Dataset excerpts START

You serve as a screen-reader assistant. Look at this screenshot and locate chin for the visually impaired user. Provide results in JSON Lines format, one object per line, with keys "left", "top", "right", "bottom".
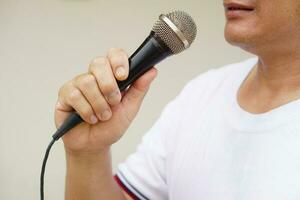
{"left": 224, "top": 23, "right": 259, "bottom": 54}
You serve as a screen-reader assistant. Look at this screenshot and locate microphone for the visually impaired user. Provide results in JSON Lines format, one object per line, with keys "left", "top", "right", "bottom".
{"left": 52, "top": 10, "right": 197, "bottom": 141}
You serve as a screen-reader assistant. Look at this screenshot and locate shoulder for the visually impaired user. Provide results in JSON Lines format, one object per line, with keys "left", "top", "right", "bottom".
{"left": 151, "top": 57, "right": 258, "bottom": 129}
{"left": 159, "top": 57, "right": 258, "bottom": 150}
{"left": 160, "top": 57, "right": 258, "bottom": 123}
{"left": 178, "top": 57, "right": 258, "bottom": 100}
{"left": 185, "top": 57, "right": 257, "bottom": 92}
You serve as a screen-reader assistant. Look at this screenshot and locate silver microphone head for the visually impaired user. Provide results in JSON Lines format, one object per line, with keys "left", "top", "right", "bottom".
{"left": 152, "top": 10, "right": 197, "bottom": 54}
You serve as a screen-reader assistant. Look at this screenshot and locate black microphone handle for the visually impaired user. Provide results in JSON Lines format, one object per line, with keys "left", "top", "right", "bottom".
{"left": 52, "top": 32, "right": 172, "bottom": 140}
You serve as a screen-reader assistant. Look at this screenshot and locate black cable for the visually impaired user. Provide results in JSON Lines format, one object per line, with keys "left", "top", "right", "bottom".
{"left": 40, "top": 113, "right": 82, "bottom": 200}
{"left": 40, "top": 138, "right": 56, "bottom": 200}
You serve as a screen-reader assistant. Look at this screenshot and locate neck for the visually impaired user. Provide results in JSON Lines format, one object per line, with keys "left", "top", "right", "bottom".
{"left": 255, "top": 50, "right": 300, "bottom": 93}
{"left": 237, "top": 49, "right": 300, "bottom": 114}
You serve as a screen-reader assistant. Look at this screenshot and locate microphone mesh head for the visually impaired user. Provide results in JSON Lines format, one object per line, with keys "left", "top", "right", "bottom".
{"left": 152, "top": 11, "right": 197, "bottom": 54}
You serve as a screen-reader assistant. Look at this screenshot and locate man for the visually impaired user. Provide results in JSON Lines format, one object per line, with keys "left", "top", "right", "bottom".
{"left": 55, "top": 0, "right": 300, "bottom": 199}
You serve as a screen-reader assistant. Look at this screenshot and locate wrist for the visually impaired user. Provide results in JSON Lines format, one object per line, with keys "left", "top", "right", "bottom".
{"left": 65, "top": 147, "right": 111, "bottom": 166}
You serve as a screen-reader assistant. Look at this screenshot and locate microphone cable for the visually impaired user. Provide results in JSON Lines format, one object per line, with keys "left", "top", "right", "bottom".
{"left": 40, "top": 138, "right": 55, "bottom": 200}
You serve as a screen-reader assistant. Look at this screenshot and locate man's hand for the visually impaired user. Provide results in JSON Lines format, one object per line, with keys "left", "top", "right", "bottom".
{"left": 55, "top": 48, "right": 157, "bottom": 156}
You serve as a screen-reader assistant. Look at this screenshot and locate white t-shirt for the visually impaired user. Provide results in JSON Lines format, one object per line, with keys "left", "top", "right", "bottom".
{"left": 115, "top": 58, "right": 300, "bottom": 200}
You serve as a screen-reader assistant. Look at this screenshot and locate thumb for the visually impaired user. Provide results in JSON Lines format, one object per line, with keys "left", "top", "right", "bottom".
{"left": 121, "top": 67, "right": 158, "bottom": 120}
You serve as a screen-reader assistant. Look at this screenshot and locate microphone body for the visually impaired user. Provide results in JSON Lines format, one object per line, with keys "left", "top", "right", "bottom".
{"left": 52, "top": 31, "right": 172, "bottom": 140}
{"left": 118, "top": 31, "right": 172, "bottom": 91}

Dataset excerpts END

**Activity:** Your reply should restate every entry exactly, with the pictures left out.

**Task solution:**
You serve as a screen-reader assistant. Look at this screenshot and locate chin for the visually impaired user. Provide results in JSON Lines format, one object per line, with keys "left", "top", "right", "bottom".
{"left": 224, "top": 23, "right": 259, "bottom": 54}
You serve as a screen-reader assistant. Look at this screenshot and locate microphone for the visually impaired user. Provide results in JSON Lines format, one object per line, with keys "left", "top", "right", "bottom".
{"left": 52, "top": 10, "right": 197, "bottom": 141}
You serve as a screen-reader assistant. Look at this screenshot and locate shoulder for the visually impaired user. Provide results in JSON Lines format, one object per line, with keys "left", "top", "right", "bottom".
{"left": 151, "top": 57, "right": 258, "bottom": 129}
{"left": 159, "top": 57, "right": 258, "bottom": 150}
{"left": 160, "top": 57, "right": 258, "bottom": 123}
{"left": 178, "top": 57, "right": 258, "bottom": 100}
{"left": 185, "top": 57, "right": 257, "bottom": 92}
You serve as a screen-reader assistant. Look at this screenshot and locate silver microphone head for the visually impaired user. Provide results in JSON Lines format, one object per line, with keys "left", "top", "right", "bottom".
{"left": 152, "top": 10, "right": 197, "bottom": 54}
You serve as a screen-reader assistant. Look at this screenshot and locate black microphone handle for the visually impaired user. Provide results in JSON Lines format, one object per line, with keys "left", "top", "right", "bottom".
{"left": 52, "top": 32, "right": 172, "bottom": 140}
You serve as a screen-reader assistant. Look at this screenshot and locate black cable for the visually impaired user. Provide results in JSON Lines format, one object per line, with keys "left", "top", "right", "bottom".
{"left": 40, "top": 113, "right": 82, "bottom": 200}
{"left": 40, "top": 138, "right": 56, "bottom": 200}
You serve as a screen-reader assistant. Look at this screenshot and locate neck for the visually impaired user. Provide results in JSON Lines format, one object per line, with keys "left", "top", "right", "bottom".
{"left": 255, "top": 50, "right": 300, "bottom": 93}
{"left": 237, "top": 49, "right": 300, "bottom": 114}
You serve as a screen-reader assistant. Look at this screenshot and locate microphone mesh head for the visually impaired user. Provide results in JSON Lines format, one object per line, with keys "left", "top", "right", "bottom".
{"left": 152, "top": 11, "right": 197, "bottom": 54}
You serve as a screen-reader assistant. Look at this screenshot and locate man for the visually impaired user. Provide results in JSON Lines format, one object per line, with keys "left", "top", "right", "bottom".
{"left": 55, "top": 0, "right": 300, "bottom": 199}
You serve as a screen-reader assistant. Look at this screenshot and locate wrist for the visually impaired user. Provide results in JSON Lines format, one object per line, with keys "left", "top", "right", "bottom".
{"left": 65, "top": 147, "right": 111, "bottom": 166}
You serve as a screen-reader assistant. Look at this screenshot and locate microphone cable for the visually impaired user. Provide results in JSON Lines format, one object per line, with keys "left", "top", "right", "bottom".
{"left": 40, "top": 138, "right": 55, "bottom": 200}
You serve as a screen-reader assistant. Look at this screenshot and locate man's hand for the visually impaired user. Provide results in JSON Lines format, one object per line, with keys "left", "top", "right", "bottom".
{"left": 55, "top": 48, "right": 157, "bottom": 156}
You serve as a screen-reader assistant. Look at this screenshot and locate white t-shirt for the visually impaired user. Provide results in JSON Lines format, one object per line, with keys "left", "top", "right", "bottom".
{"left": 115, "top": 58, "right": 300, "bottom": 200}
You serve as a screen-reader assistant. Look at this screenshot and locate thumb for the visually impaired user. Provide results in JSON Lines format, one object per line, with keys "left", "top", "right", "bottom".
{"left": 121, "top": 67, "right": 158, "bottom": 120}
You serve as a screen-reader assistant. Look at this screenshot and locate microphone body for the visually impaired user. Provide results in JSON Lines format, one object per line, with keys "left", "top", "right", "bottom".
{"left": 52, "top": 31, "right": 172, "bottom": 140}
{"left": 118, "top": 31, "right": 172, "bottom": 91}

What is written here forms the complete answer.